* Begin *

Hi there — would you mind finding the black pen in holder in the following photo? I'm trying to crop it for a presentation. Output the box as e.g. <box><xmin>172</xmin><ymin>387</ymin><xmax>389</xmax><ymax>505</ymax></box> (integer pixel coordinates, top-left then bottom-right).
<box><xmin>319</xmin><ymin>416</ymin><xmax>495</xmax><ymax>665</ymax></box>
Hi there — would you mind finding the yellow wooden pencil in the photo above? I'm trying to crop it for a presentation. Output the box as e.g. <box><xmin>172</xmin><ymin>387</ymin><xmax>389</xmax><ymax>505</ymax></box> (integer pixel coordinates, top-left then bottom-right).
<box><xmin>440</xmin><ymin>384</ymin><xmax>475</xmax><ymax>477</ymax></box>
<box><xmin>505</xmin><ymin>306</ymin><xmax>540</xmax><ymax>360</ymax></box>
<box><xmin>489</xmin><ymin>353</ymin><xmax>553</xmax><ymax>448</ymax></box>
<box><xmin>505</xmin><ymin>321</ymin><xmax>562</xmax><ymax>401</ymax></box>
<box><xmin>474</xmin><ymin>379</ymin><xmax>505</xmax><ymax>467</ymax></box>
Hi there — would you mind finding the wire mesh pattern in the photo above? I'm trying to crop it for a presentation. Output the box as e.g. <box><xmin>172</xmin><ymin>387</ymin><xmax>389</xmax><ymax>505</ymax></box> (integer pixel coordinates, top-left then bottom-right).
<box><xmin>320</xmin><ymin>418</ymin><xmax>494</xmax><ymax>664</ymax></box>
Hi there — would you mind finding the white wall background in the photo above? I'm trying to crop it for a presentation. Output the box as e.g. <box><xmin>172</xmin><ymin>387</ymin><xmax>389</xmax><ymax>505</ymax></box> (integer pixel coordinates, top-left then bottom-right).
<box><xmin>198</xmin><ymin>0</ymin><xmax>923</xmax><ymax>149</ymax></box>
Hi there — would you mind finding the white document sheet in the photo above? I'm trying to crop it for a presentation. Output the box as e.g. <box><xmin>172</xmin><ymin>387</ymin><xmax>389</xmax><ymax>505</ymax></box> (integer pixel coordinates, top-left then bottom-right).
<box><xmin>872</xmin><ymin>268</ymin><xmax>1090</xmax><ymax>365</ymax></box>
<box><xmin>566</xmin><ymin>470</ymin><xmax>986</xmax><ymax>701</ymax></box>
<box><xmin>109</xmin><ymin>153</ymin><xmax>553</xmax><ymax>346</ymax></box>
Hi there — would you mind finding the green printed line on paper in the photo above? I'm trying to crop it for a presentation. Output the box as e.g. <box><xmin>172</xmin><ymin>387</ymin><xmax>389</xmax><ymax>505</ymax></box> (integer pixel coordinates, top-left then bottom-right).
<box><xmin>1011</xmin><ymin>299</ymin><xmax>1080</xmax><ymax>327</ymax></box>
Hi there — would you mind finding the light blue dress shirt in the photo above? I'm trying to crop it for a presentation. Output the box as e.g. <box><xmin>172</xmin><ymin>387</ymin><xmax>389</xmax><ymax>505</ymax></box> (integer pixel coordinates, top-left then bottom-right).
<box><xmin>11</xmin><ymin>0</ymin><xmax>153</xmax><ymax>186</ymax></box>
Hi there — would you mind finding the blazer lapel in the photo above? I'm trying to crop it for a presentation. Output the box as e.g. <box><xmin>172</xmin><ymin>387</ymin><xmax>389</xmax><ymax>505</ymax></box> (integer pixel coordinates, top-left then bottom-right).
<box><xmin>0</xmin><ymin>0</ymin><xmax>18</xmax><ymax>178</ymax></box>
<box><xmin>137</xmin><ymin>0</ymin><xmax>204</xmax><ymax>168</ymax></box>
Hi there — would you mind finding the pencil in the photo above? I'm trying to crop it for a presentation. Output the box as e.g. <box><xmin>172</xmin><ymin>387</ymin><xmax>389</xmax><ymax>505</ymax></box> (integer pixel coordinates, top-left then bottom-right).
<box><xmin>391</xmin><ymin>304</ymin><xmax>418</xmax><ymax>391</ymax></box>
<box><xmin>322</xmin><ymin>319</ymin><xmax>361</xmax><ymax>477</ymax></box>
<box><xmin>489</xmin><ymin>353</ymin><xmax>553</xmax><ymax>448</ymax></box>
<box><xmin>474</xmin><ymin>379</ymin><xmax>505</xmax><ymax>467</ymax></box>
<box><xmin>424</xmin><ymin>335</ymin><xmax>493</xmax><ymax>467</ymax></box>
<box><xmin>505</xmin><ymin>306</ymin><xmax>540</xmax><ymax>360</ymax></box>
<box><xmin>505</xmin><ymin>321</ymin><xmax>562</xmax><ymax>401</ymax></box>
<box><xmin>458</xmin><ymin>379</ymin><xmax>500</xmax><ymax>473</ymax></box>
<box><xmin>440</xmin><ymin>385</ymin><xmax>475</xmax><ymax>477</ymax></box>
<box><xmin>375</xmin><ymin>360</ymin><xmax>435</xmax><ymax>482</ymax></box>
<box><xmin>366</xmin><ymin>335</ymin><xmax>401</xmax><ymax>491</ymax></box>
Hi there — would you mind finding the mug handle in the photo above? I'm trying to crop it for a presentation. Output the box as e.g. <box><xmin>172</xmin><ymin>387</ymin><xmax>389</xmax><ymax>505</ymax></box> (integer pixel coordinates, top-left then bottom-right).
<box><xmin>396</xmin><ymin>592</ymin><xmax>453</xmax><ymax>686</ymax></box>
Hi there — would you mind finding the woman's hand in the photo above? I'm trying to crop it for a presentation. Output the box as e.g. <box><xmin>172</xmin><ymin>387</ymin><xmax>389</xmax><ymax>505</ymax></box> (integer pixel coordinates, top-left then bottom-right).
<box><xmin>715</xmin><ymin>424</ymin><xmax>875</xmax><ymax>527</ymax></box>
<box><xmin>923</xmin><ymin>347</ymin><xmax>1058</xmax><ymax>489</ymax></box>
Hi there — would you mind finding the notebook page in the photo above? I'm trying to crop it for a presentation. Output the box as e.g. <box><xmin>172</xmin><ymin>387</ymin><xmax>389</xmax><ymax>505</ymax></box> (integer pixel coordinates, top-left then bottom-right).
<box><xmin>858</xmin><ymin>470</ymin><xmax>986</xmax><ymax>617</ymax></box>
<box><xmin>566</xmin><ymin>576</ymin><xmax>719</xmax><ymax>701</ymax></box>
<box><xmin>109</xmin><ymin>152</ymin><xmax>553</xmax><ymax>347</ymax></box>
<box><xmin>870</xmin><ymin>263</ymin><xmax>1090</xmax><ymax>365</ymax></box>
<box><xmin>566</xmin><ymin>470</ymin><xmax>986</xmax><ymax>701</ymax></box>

* End *
* Begin *

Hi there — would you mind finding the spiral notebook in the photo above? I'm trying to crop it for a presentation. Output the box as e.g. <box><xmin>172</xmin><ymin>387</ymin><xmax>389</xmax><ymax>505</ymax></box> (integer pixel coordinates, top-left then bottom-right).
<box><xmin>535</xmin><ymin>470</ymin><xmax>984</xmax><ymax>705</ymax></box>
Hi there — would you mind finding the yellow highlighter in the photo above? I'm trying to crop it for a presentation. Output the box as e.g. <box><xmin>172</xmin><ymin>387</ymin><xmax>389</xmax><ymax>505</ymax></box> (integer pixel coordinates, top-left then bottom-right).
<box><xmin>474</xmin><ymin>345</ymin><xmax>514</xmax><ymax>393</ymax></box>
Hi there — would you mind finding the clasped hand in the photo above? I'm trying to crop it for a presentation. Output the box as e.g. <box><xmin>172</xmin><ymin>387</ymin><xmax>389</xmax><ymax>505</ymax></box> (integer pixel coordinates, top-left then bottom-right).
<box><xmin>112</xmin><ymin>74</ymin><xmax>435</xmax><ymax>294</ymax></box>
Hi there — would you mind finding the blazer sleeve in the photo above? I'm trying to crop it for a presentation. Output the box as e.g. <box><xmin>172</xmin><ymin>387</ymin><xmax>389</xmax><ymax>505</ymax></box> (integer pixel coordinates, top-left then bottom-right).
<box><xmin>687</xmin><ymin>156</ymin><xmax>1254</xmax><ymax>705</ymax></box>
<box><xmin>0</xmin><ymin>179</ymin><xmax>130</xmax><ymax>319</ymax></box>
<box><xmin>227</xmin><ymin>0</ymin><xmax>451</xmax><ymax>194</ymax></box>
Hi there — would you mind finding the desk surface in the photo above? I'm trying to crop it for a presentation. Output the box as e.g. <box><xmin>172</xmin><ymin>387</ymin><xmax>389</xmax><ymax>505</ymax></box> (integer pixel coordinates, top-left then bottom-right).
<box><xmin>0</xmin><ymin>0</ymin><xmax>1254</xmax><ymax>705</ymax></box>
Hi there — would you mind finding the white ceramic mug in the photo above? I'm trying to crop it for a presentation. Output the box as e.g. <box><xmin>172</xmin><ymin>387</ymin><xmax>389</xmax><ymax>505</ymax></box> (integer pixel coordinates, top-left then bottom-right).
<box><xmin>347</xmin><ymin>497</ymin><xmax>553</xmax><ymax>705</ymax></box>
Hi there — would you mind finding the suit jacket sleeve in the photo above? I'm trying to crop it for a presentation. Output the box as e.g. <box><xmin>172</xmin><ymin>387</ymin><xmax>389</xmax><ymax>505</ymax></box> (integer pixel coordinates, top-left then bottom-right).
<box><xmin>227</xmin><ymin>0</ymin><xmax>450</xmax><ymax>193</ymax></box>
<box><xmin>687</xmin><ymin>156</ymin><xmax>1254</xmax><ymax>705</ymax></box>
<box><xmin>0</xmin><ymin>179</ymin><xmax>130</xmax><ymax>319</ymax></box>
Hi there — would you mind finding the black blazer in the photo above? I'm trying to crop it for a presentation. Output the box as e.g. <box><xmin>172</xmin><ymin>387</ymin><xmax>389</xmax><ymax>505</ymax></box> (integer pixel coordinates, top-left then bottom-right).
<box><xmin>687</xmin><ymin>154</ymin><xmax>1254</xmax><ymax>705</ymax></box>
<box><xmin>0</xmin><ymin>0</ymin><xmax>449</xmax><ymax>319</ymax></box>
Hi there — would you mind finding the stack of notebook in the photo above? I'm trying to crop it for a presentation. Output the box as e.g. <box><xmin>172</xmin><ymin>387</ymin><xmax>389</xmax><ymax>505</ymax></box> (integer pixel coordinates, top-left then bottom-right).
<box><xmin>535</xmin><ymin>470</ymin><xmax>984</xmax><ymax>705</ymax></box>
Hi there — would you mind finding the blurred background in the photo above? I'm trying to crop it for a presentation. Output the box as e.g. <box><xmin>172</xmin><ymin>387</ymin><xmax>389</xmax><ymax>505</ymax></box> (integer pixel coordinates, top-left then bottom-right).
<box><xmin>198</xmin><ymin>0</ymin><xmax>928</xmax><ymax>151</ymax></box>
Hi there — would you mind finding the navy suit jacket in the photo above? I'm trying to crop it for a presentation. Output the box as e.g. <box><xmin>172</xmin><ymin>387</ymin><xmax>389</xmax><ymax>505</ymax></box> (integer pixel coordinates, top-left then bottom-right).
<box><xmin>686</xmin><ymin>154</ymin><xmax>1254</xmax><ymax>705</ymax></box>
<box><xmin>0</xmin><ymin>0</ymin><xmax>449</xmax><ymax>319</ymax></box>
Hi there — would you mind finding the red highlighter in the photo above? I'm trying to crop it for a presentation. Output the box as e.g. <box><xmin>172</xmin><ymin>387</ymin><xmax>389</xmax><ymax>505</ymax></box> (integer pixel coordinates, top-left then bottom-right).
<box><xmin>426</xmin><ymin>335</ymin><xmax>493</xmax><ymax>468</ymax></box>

* End *
* Begin *

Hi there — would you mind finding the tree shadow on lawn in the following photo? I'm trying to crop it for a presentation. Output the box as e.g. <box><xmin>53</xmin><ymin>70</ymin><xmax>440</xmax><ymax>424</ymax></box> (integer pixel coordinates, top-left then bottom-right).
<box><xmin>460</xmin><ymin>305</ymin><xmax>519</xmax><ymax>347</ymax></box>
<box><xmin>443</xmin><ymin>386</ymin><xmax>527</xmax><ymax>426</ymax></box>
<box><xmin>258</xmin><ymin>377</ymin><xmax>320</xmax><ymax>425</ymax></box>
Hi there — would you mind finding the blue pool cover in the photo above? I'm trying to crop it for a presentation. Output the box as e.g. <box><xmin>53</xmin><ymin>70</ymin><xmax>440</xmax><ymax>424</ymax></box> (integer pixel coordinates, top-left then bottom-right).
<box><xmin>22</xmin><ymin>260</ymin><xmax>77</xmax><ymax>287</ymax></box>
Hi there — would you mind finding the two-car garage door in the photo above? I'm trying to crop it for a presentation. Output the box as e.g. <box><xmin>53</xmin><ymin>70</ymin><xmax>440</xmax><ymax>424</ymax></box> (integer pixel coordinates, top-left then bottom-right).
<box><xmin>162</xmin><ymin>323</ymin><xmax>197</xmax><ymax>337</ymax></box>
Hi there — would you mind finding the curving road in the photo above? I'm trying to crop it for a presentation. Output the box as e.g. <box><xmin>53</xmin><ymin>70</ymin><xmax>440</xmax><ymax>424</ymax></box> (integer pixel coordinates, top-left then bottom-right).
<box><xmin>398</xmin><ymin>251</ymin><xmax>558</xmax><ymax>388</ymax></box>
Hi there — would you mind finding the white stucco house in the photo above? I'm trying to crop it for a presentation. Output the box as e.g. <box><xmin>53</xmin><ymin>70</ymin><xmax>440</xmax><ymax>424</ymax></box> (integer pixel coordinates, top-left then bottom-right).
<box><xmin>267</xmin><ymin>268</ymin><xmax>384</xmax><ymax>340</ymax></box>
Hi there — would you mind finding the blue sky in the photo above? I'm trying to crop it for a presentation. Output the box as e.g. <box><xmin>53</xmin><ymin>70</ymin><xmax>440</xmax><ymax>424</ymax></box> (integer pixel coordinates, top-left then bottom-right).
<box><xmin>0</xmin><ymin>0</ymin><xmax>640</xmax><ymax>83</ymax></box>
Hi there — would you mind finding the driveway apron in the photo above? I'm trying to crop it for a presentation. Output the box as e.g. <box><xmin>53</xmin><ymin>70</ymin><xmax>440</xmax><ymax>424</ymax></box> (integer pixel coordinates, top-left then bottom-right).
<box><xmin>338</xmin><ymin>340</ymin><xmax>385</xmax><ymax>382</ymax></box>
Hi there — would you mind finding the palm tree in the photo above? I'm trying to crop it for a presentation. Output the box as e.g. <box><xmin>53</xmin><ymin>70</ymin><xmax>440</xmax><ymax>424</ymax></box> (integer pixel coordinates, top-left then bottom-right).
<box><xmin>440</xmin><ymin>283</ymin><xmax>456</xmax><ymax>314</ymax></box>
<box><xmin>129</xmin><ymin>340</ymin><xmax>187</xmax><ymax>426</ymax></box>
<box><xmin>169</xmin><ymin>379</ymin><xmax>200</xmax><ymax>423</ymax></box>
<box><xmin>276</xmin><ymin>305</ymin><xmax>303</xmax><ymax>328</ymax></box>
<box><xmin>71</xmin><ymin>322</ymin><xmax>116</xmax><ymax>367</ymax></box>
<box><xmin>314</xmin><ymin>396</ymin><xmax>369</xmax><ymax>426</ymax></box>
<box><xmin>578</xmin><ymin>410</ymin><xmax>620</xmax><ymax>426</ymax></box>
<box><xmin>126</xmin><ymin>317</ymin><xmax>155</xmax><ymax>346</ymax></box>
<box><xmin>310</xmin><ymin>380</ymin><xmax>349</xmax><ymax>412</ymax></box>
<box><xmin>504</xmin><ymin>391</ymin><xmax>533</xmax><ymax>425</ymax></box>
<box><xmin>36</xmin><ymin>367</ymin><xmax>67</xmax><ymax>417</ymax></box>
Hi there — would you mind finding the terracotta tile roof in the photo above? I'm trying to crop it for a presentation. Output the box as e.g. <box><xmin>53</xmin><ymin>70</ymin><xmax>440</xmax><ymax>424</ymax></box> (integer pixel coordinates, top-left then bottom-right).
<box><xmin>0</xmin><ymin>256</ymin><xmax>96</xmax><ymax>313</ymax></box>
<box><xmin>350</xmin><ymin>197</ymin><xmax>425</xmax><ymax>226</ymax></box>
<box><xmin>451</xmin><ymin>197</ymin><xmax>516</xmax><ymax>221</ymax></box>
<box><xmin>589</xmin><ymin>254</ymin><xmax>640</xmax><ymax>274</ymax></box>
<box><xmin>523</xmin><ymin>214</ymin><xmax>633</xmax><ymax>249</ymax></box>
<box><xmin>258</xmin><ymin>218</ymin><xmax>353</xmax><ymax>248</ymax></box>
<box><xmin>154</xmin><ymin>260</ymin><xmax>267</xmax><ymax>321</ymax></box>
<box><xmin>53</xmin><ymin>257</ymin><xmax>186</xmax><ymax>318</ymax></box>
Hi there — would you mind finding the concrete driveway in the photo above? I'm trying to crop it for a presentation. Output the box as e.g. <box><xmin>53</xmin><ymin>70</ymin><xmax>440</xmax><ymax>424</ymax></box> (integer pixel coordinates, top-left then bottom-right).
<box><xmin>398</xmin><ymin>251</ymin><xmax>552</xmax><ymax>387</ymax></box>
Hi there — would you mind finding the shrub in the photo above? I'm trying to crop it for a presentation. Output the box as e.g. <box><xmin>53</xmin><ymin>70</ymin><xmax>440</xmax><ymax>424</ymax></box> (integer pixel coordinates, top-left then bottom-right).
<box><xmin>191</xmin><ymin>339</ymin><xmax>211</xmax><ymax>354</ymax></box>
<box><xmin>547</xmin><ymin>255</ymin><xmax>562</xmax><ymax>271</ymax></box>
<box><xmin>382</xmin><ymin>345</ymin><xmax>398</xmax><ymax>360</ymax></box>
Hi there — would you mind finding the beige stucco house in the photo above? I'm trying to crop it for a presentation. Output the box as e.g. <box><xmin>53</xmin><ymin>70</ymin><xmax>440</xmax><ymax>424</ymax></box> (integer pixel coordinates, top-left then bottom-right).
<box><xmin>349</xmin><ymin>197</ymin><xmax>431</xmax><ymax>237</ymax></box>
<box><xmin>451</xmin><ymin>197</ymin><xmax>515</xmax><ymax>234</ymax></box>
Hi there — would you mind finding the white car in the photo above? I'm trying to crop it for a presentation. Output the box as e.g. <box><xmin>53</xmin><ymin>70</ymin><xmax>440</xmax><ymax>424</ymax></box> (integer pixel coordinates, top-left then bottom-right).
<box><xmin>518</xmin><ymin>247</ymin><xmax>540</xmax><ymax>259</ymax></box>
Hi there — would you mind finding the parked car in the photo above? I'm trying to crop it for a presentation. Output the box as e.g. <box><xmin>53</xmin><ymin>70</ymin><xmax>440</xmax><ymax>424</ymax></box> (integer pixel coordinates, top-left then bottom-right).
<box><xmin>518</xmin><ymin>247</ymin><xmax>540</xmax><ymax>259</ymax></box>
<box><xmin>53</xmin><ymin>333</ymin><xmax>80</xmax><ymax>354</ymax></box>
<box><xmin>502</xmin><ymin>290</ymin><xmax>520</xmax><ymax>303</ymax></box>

* End *

Return each line of the listing above that contains the string "pattern".

▶ [FINAL RESULT]
Hi there — would you mind finding the wire mesh pattern in the photo above? I'm trying to crop it for a presentation. Output the box as e.g. <box><xmin>172</xmin><ymin>387</ymin><xmax>389</xmax><ymax>505</ymax></box> (integer pixel coordinates, top-left then bottom-right).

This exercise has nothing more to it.